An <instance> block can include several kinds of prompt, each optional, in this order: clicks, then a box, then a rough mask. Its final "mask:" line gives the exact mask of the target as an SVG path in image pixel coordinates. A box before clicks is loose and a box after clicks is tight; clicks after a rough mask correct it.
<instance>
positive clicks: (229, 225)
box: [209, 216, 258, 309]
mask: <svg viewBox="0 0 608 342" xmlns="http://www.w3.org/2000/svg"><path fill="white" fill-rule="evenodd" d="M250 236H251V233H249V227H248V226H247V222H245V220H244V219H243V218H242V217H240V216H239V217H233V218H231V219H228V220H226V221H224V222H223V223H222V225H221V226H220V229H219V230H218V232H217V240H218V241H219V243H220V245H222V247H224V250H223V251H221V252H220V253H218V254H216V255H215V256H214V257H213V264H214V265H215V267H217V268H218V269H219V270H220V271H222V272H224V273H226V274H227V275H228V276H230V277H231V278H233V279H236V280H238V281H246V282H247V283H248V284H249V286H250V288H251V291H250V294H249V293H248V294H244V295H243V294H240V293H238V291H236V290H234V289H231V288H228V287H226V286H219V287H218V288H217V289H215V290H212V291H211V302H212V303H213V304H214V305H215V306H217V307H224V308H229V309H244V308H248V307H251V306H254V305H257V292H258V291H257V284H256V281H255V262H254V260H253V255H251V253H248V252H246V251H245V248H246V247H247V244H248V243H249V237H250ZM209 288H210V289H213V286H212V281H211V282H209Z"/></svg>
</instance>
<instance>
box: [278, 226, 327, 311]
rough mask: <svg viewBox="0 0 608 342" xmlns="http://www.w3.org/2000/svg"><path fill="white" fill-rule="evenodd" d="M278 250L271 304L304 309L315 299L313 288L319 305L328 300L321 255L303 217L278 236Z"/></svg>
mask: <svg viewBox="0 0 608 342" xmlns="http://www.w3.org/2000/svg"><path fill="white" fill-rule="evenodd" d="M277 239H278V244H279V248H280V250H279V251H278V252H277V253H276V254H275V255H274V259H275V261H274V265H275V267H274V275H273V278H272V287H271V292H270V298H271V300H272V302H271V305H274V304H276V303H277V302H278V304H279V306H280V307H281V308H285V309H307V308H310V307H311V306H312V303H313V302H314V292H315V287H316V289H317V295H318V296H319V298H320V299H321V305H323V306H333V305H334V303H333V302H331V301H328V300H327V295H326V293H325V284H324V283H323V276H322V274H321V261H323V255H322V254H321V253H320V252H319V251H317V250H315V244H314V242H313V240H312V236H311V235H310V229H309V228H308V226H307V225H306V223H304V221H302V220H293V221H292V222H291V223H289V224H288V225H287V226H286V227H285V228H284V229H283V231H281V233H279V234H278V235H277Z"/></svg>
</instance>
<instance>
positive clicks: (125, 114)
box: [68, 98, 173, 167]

****

▸ **ABOUT THIS EXERCISE**:
Collect every line of the listing above that contains the string "rough", matching case.

▸ **EXERCISE ANSWER**:
An <instance> block can include several kinds of prompt, each optional, in this order: clicks, then a box, then a rough mask. Its final "mask:" line gives the exact mask of the target as an SVG path in image pixel coordinates. A box before clicks is loose and a box after clicks is tight; clicks after a rough mask correct it.
rough mask: <svg viewBox="0 0 608 342" xmlns="http://www.w3.org/2000/svg"><path fill="white" fill-rule="evenodd" d="M278 250L271 304L304 309L315 299L313 288L319 305L328 300L321 255L303 217L278 236Z"/></svg>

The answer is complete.